> Fragmento del texto
Esos griegos que se pasean envueltos en una capa y con la cabeza tapada / y que avanzan sobrecargados con sus libros y sus cestillos de provisiones / … esa patulea de esclavos fugitivos se detiene, para discursear / impide el paso, no deja caminar a los demás y ocupa toda la calle con su parloteo (Curc., vv.288-291).

La contribución de esta clase social al desarrollo de la cultura romana fue decisiva, bien a través del paciente trabajo de transcripción textual, bien mediante la labor docente realizada en sus puestos de pedagogos y maestros.

La tarea de los correctores o anagnostae (librariorum menda tollere = eliminar los errores de los copistas) era especialmente ardua, ya que exigía una lectura detenida de cada ejemplar a causa del método de elaboración empleado. En el caso de que la obra hubiese sido realizada mediante dictado, el número de errores solía ser mucho más elevado. Los manuscritos procedentes de talleres prestigiosos por su esmero ofrecían una apostilla que recaba: legi, emendavi, contuli, relegi o recensui, como garantía de que habían sido colacionados con una fuente segura y revisados cuidadosamente. Posiblemente para llevar a cabo esta operación eran necesarias dos personas: una leía en alta voz el original y la otra seguía la lectura y corregía sobre la copia (contra legere).

Con la extensión del Cristianismo se produjo una paulatina disminución del número de esclavos destinados al desempeño de las tareas de copia. Este fenómeno trajo como consecuencia una mayor participación de hombres libres en la realización de los menesteres editoriales. Tal incorporación requería que se contabilizase la actividad laboral de cada individuo, con la finalidad de proceder a una remuneración previamente estipulada. Normalmente se consideró como unidad de medida la longitud de un verso hexámetro, es decir, una línea compuesta por unas quince sílabas y un promedio de unas treinta y cinco letras. De este cómputo nació, quizá, la “esticometría” o fórmula que registraba el número de versos o renglones que integraban un texto determinado. De esta manera, el copista al final de su tarea especificaba las líneas por él escritas, de manera que resultase de fácil cálculo determinar la suma que se le adeudaba. Esta práctica ofrecía otra enorme ventaja: poder controlar con una simple ojeada si el texto había sido copiado íntegramente.

> Datos
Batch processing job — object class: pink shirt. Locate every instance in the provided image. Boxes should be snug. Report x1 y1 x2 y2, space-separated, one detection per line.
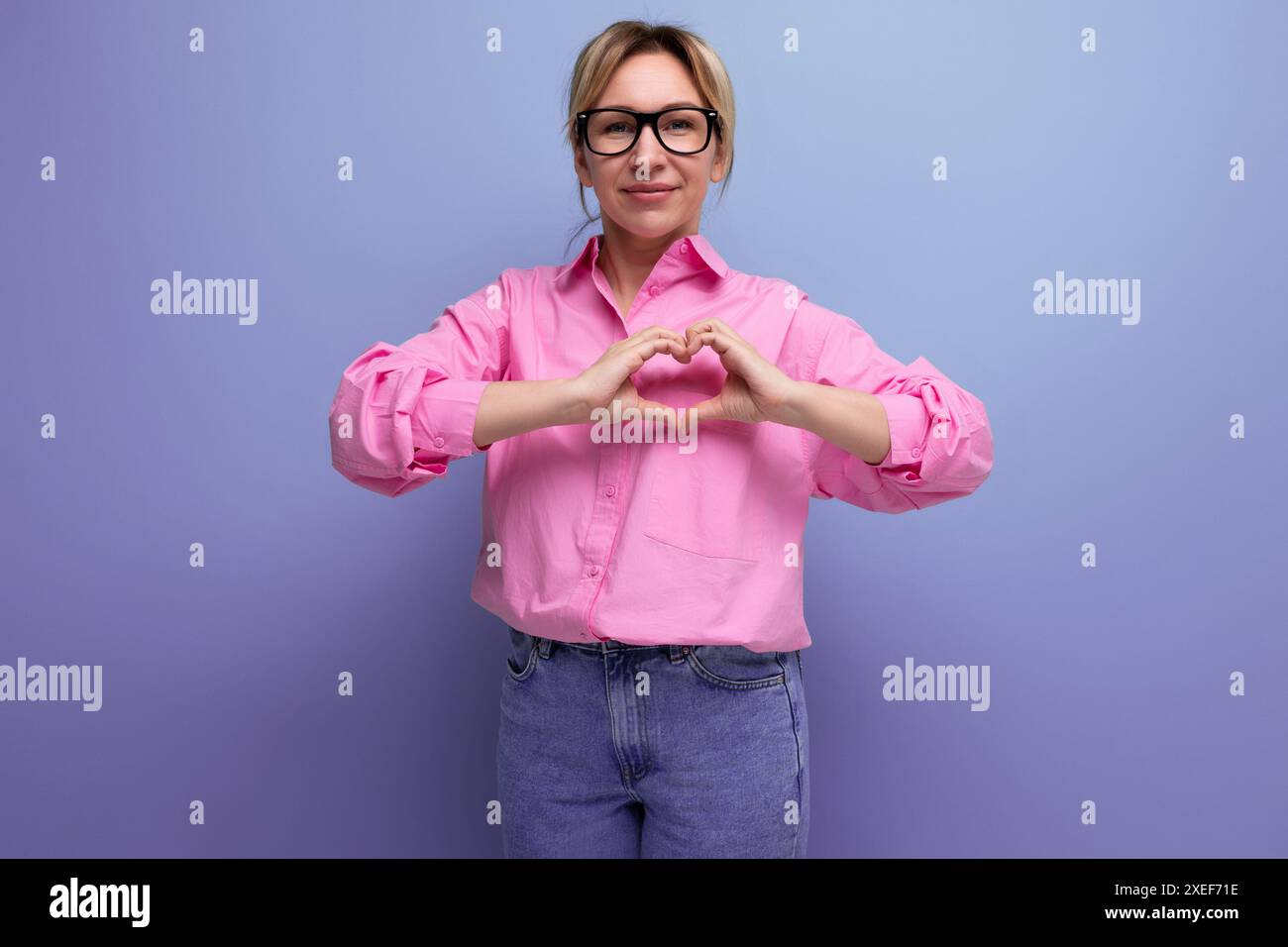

> Tareas y ejercicios
A. Según el fragmento sobre los copistas romanos, ¿qué se tomaba normalmente como unidad de medida para pagar a los copistas?
B. Reproduce palabra por palabra la parte del fragmento sobre los copistas romanos que empieza con las palabras que contienen "Esos griegos que" y termina con "parloteo (Curc., vv.288-291).".

> Las respuestas
A. La longitud de un verso hexámetro, es decir, una línea de unas quince sílabas y unas treinta y cinco letras.

B.
Esos griegos que se pasean envueltos en una capa y con la cabeza tapada / y que avanzan sobrecargados con sus libros y sus cestillos de provisiones / … esa patulea de esclavos fugitivos se detiene, para discursear / impide el paso, no deja caminar a los demás y ocupa toda la calle con su parloteo (Curc., vv.288-291).